原文 >>
扇沢周回(蓮華岳〜針ノ木岳〜種池山荘)
- GPS
- 34:59
- 距離
- 25.5km
- 登り
- 2,825m
- 下り
- 2,808m
コースタイム
- 山行
- 8:28
- 休憩
- 0:34
- 合計
- 9:02
- 山行
- 9:13
- 休憩
- 1:31
- 合計
- 10:44
天候 | 雨のち晴れ、晴れのち曇り |
---|---|
過去天気図(気象庁) | 2022年07月の天気図 |
アクセス |
利用交通機関:
自家用車
|
写真
感想
すみません、長文です。
相棒くんとの夏の山旅第1弾は、信濃大町の扇沢を基点に、後立山連峰の一部を周回した。
観測史上最短・最速で梅雨が明け、夏山シーズン到来かと思いきや、その後は天候不順に見舞われ、しばしば計画を立てたものの、ことごとく断念せざるをえなかった。自分自身、本格登山はGW以来2か月ぶり。相棒くんとの登山も、かれこれ10か月ぶりだ。いい意味で相棒くんのプライベートが忙しく、去年の9月の白峰三山縦走以来である。
金曜の夜9時くらいにウチへ迎えに来てくれて、調布から扇沢へ向かった。道路は空いており、休憩を含めても4時間ほどで着いた。下山予定の柏原新道の目の前に駐車し、しばし仮眠をとった。
3時半に目覚めると雨が降っている。雨予報は覚悟の上だったので驚かないが、意外と強い雨だったので嫌な感じがした。雨雲レーダーを確認すると、もう1時間くらいは強い雨が続きそうな様子である。長い行程を歩くので、4時半には出発したいなと思っていたが、1時間遅らせることにした。

課題 >>
上の原文を一字一句変えずに、最初から最後まですべて書き写してください。

提供データ >>
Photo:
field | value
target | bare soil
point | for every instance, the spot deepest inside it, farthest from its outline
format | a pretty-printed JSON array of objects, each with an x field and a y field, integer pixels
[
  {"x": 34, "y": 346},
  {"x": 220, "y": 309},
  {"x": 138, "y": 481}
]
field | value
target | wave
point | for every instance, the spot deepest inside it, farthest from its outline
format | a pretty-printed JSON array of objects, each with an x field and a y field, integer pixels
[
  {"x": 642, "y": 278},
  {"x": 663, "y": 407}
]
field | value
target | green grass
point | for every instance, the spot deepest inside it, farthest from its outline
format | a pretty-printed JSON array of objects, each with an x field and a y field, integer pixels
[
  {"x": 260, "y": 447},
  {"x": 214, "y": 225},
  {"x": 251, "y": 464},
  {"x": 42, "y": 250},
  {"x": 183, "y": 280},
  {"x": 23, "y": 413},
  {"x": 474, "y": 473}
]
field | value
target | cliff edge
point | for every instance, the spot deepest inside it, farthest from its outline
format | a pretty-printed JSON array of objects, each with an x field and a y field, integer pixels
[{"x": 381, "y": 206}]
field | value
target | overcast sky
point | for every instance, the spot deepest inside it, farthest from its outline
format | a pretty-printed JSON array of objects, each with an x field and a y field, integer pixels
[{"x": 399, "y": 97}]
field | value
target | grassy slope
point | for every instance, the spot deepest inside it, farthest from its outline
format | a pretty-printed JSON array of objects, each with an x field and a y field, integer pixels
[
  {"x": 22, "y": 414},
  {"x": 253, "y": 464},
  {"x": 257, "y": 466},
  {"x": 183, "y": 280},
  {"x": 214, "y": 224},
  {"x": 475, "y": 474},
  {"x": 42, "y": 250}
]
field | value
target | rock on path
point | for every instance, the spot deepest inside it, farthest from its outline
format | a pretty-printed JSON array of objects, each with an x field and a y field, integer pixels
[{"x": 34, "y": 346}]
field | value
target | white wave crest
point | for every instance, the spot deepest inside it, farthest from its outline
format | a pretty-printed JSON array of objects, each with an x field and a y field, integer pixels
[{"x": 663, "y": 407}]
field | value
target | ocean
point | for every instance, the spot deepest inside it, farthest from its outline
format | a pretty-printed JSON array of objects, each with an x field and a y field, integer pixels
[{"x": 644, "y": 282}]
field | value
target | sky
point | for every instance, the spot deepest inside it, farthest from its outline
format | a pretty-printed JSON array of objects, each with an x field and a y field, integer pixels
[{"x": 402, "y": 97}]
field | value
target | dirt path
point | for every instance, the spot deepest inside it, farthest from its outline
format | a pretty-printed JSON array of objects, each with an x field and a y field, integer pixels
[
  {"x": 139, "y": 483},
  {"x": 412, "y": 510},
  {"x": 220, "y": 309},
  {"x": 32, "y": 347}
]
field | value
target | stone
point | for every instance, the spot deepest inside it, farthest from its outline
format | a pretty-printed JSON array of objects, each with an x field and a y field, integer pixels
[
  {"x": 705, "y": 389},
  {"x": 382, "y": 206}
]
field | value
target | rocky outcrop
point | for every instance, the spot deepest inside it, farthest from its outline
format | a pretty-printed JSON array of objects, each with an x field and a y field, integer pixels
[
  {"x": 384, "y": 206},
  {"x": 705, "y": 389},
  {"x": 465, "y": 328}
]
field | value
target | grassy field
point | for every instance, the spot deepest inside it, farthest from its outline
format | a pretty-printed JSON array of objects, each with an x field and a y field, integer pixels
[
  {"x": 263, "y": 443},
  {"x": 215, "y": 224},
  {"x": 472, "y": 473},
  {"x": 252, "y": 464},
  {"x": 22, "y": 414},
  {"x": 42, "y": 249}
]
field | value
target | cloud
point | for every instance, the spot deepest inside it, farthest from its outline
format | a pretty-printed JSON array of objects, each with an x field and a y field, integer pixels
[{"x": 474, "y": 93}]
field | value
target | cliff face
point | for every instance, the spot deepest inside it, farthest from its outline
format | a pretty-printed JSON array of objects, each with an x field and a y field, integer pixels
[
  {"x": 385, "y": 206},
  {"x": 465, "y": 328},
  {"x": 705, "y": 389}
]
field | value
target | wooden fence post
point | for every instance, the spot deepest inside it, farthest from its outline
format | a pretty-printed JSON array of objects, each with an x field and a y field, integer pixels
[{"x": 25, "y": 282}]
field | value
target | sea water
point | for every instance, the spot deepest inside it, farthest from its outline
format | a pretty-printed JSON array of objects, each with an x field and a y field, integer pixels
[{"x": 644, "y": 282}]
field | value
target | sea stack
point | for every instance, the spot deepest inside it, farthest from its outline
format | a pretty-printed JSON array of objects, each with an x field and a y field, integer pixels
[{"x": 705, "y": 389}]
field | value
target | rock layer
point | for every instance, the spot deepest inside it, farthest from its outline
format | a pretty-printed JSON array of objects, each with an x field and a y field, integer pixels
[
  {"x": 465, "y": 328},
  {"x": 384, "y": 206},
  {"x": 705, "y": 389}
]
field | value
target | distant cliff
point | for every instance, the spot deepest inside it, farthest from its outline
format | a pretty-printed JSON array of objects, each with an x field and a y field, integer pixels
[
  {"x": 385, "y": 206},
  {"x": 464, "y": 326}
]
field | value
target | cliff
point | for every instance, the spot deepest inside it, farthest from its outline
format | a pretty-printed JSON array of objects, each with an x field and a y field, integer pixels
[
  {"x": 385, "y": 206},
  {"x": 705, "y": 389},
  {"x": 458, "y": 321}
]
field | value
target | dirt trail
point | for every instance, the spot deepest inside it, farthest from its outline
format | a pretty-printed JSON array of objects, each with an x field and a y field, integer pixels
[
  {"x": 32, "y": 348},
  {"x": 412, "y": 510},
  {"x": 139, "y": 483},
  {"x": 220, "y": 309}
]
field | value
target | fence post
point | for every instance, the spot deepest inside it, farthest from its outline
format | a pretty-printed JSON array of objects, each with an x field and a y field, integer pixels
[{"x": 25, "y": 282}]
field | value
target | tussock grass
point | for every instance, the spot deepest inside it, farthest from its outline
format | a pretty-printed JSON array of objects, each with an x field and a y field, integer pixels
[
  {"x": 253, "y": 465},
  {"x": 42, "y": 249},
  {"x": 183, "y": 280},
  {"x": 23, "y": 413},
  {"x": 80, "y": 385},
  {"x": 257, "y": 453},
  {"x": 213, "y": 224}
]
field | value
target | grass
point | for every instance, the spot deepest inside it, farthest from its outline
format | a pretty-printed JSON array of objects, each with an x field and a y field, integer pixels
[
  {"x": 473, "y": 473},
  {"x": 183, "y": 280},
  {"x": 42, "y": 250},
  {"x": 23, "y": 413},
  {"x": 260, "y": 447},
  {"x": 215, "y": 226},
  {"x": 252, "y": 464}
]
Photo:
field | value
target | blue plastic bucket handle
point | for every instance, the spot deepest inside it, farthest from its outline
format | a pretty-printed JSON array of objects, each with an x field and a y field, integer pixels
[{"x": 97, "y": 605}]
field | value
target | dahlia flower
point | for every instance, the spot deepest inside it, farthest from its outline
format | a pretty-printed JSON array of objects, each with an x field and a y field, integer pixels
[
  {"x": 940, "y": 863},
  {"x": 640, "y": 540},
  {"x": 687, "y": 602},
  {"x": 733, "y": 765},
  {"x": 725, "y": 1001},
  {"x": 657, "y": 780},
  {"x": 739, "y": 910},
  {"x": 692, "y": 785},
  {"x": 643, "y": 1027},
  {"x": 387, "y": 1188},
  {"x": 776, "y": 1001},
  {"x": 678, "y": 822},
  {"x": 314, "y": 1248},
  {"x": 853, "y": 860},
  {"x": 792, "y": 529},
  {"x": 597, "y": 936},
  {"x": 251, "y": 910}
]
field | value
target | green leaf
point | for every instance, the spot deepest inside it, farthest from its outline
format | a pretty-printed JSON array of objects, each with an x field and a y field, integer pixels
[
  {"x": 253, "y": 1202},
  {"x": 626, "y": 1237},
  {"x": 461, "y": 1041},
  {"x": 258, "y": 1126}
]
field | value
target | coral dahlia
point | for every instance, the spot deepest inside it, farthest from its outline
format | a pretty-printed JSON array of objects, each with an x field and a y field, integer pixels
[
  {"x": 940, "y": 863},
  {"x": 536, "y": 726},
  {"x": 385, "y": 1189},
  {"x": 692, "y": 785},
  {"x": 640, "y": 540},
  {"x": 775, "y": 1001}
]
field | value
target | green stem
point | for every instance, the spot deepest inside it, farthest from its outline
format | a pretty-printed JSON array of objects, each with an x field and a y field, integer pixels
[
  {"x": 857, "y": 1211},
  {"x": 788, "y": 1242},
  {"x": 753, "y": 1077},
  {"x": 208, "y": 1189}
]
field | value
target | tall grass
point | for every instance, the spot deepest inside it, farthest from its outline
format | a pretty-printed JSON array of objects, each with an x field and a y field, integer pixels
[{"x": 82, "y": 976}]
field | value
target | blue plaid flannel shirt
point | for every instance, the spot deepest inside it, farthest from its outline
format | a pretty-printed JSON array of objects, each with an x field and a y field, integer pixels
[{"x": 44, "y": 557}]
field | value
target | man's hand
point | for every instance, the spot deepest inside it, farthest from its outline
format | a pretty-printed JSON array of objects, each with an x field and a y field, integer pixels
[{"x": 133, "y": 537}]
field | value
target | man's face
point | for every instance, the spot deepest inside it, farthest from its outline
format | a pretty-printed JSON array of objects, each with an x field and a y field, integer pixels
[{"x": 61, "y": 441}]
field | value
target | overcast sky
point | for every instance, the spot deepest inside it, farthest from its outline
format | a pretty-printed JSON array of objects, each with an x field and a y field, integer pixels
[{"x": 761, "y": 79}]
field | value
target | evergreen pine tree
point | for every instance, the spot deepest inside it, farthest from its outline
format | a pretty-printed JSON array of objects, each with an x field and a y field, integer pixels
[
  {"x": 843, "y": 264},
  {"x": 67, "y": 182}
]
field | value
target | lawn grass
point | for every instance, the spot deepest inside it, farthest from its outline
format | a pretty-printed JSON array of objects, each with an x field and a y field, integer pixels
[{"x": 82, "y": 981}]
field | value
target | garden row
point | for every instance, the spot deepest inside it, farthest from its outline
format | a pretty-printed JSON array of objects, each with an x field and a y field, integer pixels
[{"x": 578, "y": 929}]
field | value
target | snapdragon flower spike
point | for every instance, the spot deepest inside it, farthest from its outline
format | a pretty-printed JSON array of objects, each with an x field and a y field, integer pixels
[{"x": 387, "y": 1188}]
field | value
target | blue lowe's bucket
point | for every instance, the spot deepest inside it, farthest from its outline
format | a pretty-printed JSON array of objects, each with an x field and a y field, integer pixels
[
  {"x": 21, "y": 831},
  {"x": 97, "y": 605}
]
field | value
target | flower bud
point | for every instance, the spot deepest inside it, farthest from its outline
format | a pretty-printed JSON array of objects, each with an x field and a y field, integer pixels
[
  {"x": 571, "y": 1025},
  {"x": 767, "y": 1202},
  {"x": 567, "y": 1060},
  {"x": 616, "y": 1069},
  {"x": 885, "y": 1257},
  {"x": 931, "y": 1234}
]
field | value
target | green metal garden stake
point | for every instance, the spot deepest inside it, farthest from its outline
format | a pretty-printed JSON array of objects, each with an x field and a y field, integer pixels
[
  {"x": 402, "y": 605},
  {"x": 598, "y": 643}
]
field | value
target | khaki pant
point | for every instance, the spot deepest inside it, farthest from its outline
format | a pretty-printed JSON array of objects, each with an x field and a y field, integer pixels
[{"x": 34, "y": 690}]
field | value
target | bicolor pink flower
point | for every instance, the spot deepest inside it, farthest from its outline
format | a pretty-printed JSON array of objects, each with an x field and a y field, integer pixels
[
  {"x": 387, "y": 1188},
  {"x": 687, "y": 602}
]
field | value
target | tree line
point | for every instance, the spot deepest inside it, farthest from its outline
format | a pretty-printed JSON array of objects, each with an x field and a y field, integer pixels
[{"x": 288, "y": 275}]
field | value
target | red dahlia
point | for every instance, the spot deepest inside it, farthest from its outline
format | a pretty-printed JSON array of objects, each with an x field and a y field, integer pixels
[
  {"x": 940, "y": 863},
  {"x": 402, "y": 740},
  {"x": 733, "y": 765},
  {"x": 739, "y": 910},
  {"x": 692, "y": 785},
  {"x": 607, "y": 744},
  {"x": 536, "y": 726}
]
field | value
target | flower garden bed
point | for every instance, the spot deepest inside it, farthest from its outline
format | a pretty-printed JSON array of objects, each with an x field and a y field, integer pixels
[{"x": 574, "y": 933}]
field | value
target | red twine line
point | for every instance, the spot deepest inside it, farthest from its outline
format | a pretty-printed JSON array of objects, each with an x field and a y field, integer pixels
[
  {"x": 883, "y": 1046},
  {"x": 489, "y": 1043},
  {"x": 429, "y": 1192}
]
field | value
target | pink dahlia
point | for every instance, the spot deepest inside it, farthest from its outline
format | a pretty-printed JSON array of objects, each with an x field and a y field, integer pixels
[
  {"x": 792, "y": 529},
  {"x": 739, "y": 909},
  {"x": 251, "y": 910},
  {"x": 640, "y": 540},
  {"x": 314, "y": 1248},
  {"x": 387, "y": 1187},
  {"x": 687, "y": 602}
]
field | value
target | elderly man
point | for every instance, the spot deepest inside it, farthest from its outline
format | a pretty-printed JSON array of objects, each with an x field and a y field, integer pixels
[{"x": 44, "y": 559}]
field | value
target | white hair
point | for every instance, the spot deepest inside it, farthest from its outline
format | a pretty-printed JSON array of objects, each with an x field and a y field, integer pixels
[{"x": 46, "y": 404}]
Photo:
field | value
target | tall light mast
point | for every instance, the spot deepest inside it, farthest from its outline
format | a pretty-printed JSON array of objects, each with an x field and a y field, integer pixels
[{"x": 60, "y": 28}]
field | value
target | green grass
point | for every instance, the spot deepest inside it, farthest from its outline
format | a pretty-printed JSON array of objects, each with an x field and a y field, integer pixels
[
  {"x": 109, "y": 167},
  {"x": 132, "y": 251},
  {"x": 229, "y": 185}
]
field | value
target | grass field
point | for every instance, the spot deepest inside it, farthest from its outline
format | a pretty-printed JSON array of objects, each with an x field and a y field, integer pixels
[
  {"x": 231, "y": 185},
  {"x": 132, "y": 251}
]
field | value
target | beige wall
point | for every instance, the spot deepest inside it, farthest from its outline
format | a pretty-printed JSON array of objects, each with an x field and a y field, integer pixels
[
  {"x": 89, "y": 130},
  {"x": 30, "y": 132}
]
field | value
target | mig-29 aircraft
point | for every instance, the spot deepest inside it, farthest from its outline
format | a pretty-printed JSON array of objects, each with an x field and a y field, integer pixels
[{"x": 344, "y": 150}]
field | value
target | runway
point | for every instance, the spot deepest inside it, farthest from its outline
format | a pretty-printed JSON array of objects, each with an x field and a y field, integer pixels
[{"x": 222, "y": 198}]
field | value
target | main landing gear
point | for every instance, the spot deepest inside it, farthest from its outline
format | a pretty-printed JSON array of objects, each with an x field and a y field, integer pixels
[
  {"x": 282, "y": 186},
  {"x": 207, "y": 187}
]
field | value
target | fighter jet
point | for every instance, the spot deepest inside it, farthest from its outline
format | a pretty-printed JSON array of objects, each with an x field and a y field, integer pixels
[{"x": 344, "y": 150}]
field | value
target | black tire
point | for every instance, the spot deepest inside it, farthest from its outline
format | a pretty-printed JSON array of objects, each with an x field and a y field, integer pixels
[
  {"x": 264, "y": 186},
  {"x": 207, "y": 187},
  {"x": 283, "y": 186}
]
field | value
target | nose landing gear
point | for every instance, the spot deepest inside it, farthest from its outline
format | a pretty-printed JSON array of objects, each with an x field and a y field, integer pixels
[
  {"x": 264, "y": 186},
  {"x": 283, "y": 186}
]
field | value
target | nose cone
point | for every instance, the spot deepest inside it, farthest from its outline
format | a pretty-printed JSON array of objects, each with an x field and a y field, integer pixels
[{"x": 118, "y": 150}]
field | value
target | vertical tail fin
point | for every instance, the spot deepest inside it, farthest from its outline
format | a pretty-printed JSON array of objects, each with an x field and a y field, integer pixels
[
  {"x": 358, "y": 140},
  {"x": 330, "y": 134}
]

解答 >>
扇沢周回(蓮華岳〜針ノ木岳〜種池山荘)
- GPS
- 34:59
- 距離
- 25.5km
- 登り
- 2,825m
- 下り
- 2,808m
コースタイム
- 山行
- 8:28
- 休憩
- 0:34
- 合計
- 9:02
- 山行
- 9:13
- 休憩
- 1:31
- 合計
- 10:44
天候 | 雨のち晴れ、晴れのち曇り |
---|---|
過去天気図(気象庁) | 2022年07月の天気図 |
アクセス |
利用交通機関:
自家用車
|
写真
感想
すみません、長文です。
相棒くんとの夏の山旅第1弾は、信濃大町の扇沢を基点に、後立山連峰の一部を周回した。
観測史上最短・最速で梅雨が明け、夏山シーズン到来かと思いきや、その後は天候不順に見舞われ、しばしば計画を立てたものの、ことごとく断念せざるをえなかった。自分自身、本格登山はGW以来2か月ぶり。相棒くんとの登山も、かれこれ10か月ぶりだ。いい意味で相棒くんのプライベートが忙しく、去年の9月の白峰三山縦走以来である。
金曜の夜9時くらいにウチへ迎えに来てくれて、調布から扇沢へ向かった。道路は空いており、休憩を含めても4時間ほどで着いた。下山予定の柏原新道の目の前に駐車し、しばし仮眠をとった。
3時半に目覚めると雨が降っている。雨予報は覚悟の上だったので驚かないが、意外と強い雨だったので嫌な感じがした。雨雲レーダーを確認すると、もう1時間くらいは強い雨が続きそうな様子である。長い行程を歩くので、4時半には出発したいなと思っていたが、1時間遅らせることにした。